--- STATED TASK ---
Rewrite the stretch from the start of the rows through the line containing "(733, 1064)", changing "snowmobile" to "snow machine" and keeping everything else the same. Leave the pictures out of your answer.

* START DATA IN THIS EXERCISE *

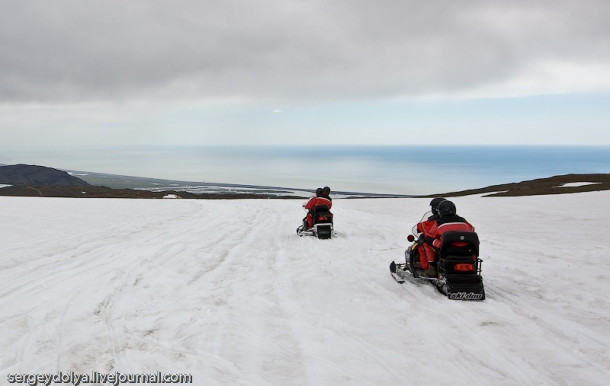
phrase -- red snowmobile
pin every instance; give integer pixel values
(458, 266)
(322, 224)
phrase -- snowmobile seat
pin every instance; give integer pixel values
(321, 214)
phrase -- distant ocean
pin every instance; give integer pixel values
(369, 169)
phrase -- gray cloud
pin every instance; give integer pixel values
(71, 50)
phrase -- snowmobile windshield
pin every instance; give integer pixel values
(423, 218)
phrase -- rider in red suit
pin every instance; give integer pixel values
(448, 221)
(322, 198)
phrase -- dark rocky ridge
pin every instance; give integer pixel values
(540, 186)
(25, 175)
(40, 181)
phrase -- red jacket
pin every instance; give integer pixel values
(320, 200)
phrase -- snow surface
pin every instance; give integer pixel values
(226, 291)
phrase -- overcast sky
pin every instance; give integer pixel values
(143, 72)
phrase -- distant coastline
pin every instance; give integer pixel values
(115, 186)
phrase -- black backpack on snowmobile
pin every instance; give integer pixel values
(322, 222)
(459, 266)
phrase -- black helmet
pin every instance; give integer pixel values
(446, 208)
(434, 204)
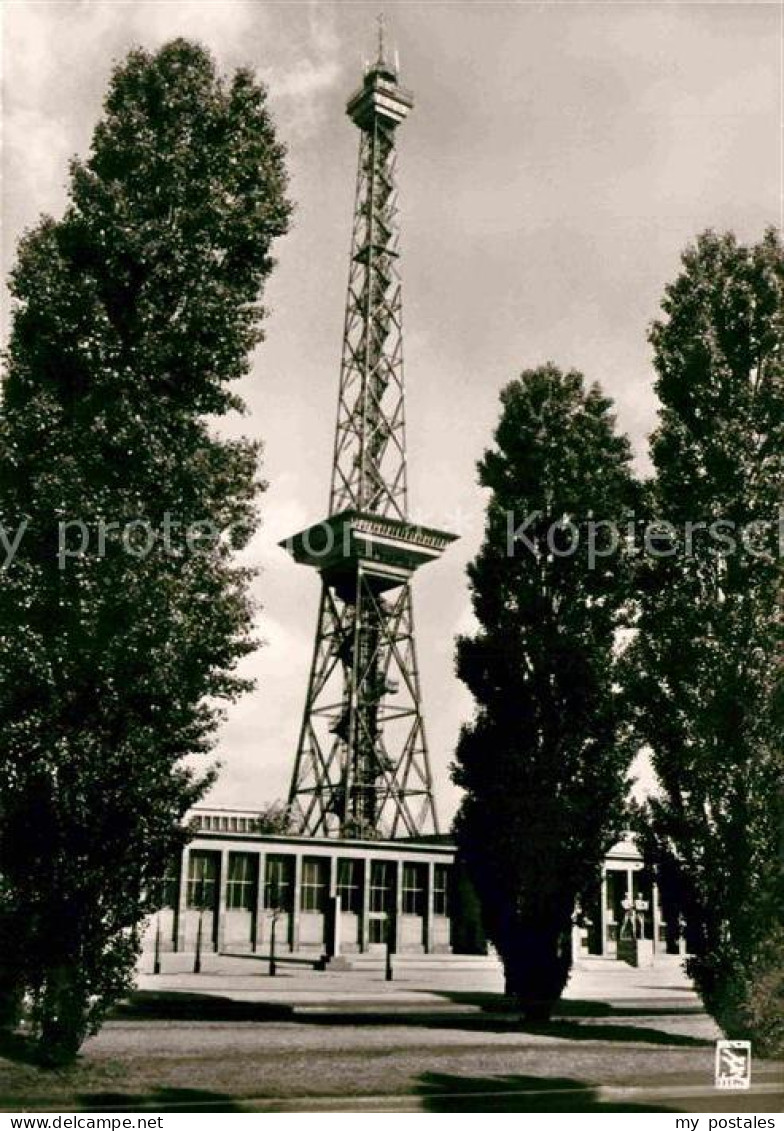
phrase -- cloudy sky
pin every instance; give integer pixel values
(558, 160)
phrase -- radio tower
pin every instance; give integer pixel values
(362, 766)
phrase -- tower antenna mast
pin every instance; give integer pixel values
(362, 767)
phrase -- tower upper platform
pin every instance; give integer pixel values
(379, 98)
(388, 550)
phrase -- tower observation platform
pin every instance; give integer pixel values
(362, 766)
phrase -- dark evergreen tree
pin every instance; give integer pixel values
(134, 314)
(544, 761)
(708, 657)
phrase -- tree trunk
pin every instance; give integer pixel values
(536, 969)
(62, 1015)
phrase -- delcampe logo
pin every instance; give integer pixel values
(733, 1064)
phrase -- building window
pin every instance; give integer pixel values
(313, 895)
(440, 889)
(413, 889)
(203, 871)
(380, 886)
(277, 885)
(350, 885)
(242, 881)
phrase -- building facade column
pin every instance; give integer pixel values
(363, 939)
(655, 913)
(397, 907)
(259, 911)
(296, 903)
(429, 913)
(220, 935)
(181, 901)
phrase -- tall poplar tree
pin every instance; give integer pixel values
(122, 614)
(707, 663)
(544, 760)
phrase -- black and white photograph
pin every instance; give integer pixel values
(392, 541)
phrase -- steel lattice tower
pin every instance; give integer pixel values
(362, 766)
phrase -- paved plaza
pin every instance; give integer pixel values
(625, 1039)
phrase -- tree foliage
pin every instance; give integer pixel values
(544, 761)
(707, 664)
(135, 312)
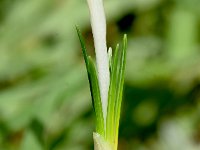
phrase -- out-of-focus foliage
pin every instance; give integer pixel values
(44, 92)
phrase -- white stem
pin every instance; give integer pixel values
(98, 22)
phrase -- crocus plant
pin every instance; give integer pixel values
(106, 82)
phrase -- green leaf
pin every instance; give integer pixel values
(111, 97)
(97, 99)
(94, 87)
(120, 85)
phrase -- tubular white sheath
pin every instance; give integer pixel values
(98, 22)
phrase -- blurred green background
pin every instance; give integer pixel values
(45, 101)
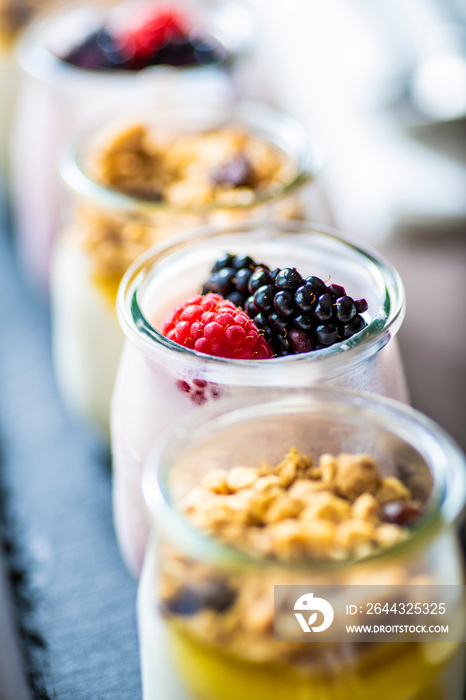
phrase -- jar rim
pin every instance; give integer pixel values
(269, 124)
(444, 458)
(38, 60)
(324, 363)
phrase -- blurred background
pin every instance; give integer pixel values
(381, 86)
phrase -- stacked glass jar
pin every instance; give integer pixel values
(62, 90)
(142, 181)
(206, 608)
(159, 380)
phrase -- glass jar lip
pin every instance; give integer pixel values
(39, 61)
(331, 361)
(444, 457)
(254, 116)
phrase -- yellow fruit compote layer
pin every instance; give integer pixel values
(221, 623)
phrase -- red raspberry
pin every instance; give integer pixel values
(215, 326)
(154, 28)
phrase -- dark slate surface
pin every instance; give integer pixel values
(57, 481)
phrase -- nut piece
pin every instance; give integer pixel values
(296, 510)
(392, 489)
(356, 474)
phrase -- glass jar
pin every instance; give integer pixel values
(108, 230)
(227, 651)
(158, 380)
(57, 99)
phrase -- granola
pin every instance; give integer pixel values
(289, 513)
(297, 509)
(213, 176)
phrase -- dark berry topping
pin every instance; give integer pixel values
(225, 260)
(281, 346)
(213, 595)
(401, 513)
(305, 298)
(283, 303)
(300, 341)
(237, 172)
(316, 283)
(304, 322)
(294, 315)
(250, 308)
(237, 299)
(243, 275)
(242, 262)
(345, 309)
(225, 281)
(353, 327)
(278, 324)
(327, 334)
(263, 298)
(288, 278)
(324, 307)
(259, 278)
(336, 290)
(361, 305)
(158, 37)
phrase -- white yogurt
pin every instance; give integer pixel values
(56, 100)
(148, 398)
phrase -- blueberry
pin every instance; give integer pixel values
(288, 279)
(237, 299)
(237, 172)
(258, 278)
(300, 341)
(304, 322)
(209, 595)
(278, 324)
(327, 334)
(224, 260)
(345, 309)
(337, 290)
(354, 326)
(211, 285)
(305, 298)
(262, 321)
(324, 307)
(284, 303)
(263, 298)
(242, 279)
(281, 345)
(316, 283)
(224, 281)
(361, 305)
(400, 513)
(249, 307)
(242, 261)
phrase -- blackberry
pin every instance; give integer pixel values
(295, 314)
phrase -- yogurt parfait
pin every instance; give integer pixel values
(316, 490)
(82, 62)
(326, 311)
(136, 183)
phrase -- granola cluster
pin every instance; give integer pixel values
(222, 167)
(209, 177)
(293, 512)
(335, 509)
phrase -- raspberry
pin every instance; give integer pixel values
(215, 326)
(155, 28)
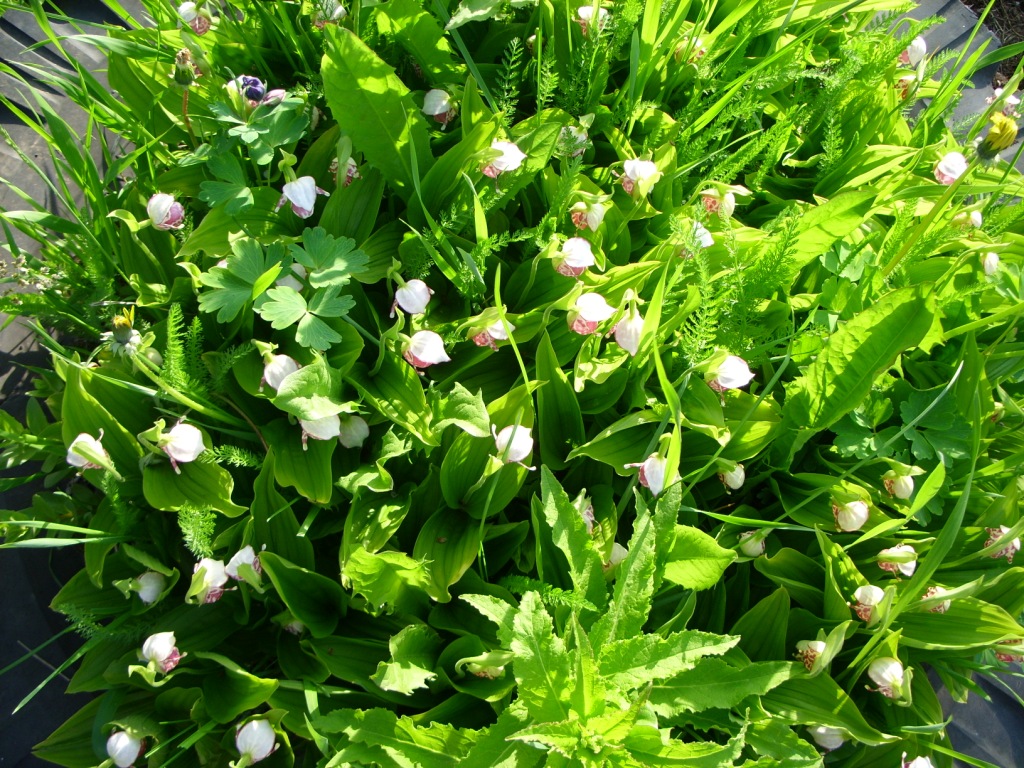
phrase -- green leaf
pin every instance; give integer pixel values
(414, 653)
(697, 561)
(373, 107)
(716, 684)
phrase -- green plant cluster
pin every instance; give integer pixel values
(523, 383)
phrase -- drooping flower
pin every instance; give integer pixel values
(850, 516)
(587, 215)
(510, 159)
(165, 212)
(574, 257)
(256, 740)
(914, 52)
(899, 559)
(85, 451)
(652, 472)
(182, 443)
(887, 673)
(629, 331)
(733, 373)
(326, 428)
(354, 430)
(514, 443)
(867, 600)
(437, 104)
(302, 195)
(150, 586)
(160, 649)
(809, 650)
(214, 579)
(1009, 549)
(413, 297)
(425, 348)
(951, 167)
(278, 369)
(591, 310)
(639, 175)
(123, 749)
(827, 738)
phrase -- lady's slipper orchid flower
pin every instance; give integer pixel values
(574, 257)
(85, 451)
(899, 559)
(320, 429)
(639, 175)
(413, 297)
(652, 472)
(214, 579)
(514, 443)
(587, 215)
(867, 601)
(591, 310)
(437, 104)
(255, 740)
(302, 195)
(629, 331)
(182, 443)
(511, 158)
(354, 430)
(887, 673)
(914, 52)
(278, 369)
(245, 556)
(425, 348)
(1010, 548)
(951, 167)
(827, 738)
(850, 516)
(809, 650)
(165, 212)
(160, 650)
(150, 587)
(123, 749)
(733, 373)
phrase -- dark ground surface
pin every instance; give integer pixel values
(29, 579)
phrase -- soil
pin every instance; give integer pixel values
(1007, 22)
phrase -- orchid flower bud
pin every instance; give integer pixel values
(511, 158)
(574, 257)
(850, 516)
(279, 369)
(256, 740)
(591, 310)
(639, 176)
(150, 587)
(652, 472)
(354, 430)
(425, 348)
(302, 195)
(1009, 549)
(160, 650)
(629, 331)
(951, 167)
(899, 559)
(809, 650)
(320, 429)
(733, 373)
(827, 738)
(514, 443)
(887, 673)
(123, 749)
(413, 297)
(165, 212)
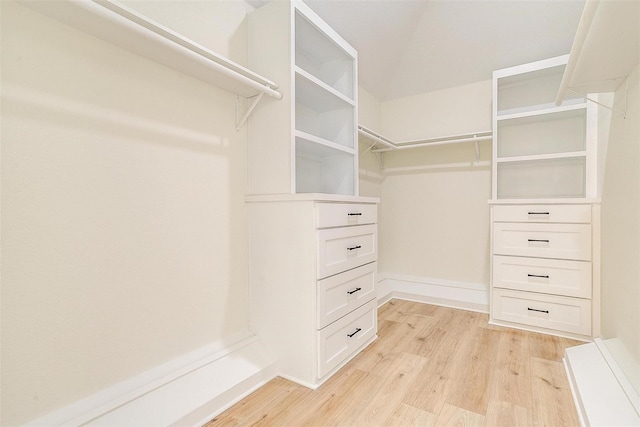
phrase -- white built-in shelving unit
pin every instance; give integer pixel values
(307, 144)
(545, 212)
(312, 239)
(540, 150)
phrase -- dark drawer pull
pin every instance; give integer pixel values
(351, 335)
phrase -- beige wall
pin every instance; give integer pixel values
(369, 109)
(435, 218)
(621, 234)
(123, 218)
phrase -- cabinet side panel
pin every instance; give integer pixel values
(283, 283)
(270, 125)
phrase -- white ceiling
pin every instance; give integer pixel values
(407, 47)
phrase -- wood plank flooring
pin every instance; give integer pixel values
(430, 366)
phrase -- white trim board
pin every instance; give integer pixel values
(461, 295)
(599, 395)
(189, 390)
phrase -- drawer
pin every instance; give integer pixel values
(546, 311)
(341, 249)
(343, 214)
(548, 276)
(563, 241)
(579, 214)
(344, 337)
(340, 294)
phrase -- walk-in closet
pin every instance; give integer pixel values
(320, 212)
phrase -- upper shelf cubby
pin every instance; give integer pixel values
(321, 57)
(533, 88)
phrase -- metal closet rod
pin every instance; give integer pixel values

* END DATA IN THIS EXERCISE *

--- RESULT ---
phrase -- red snow machine
pin every instance; give integer pixel values
(458, 266)
(322, 224)
phrase -- snow machine seat
pin every instance; give integer pixel values
(321, 214)
phrase -- distant ocean
pin every instance; give integer pixel values
(369, 169)
phrase -- gray cloud
pin every instance; give integer pixel values
(71, 50)
phrase -- snow machine windshield
pin every instance; give integer pixel values
(423, 218)
phrase -- rider in red suit
pin every instance; give integer pixel values
(448, 221)
(322, 198)
phrase -- dark rocky ridge
pin every instance; give integer pixel values
(540, 186)
(25, 175)
(40, 181)
phrase -- red jacket
pin every instance; give integer pixel values
(320, 200)
phrase -- snow surface
pin every instance; give integer pixel values
(226, 291)
phrase -- overcast sky
pin every instance; give integer pixel values
(143, 72)
phrase -- distant coastline
pin every instance; give integer pixel values
(115, 186)
phrase -- black backpack on snow machine
pin every instance; give integer pixel values
(322, 222)
(459, 266)
phrase -- black helmet
pin every instance; give integer pixel values
(446, 208)
(434, 204)
phrase -- cloudy sky
pin every instance; give integer pixel values
(558, 160)
phrase -- radio tower
pin every instance; give integer pixel values
(362, 766)
phrase -- tower antenna mast
pin every instance; give integer pixel values
(362, 767)
phrase -- tower upper platform
pin every instance; give integer pixel values
(379, 98)
(388, 550)
phrase -- tower observation platform
pin every instance; give integer pixel values
(362, 766)
phrase -- dark evergreen tree
pin every instance; give integer pixel values
(134, 314)
(544, 761)
(708, 657)
phrase -- tree trunk
pin every instance; give integer pixel values
(536, 969)
(62, 1015)
phrase -- delcampe logo
pin every instance; give integer pixel values
(733, 1064)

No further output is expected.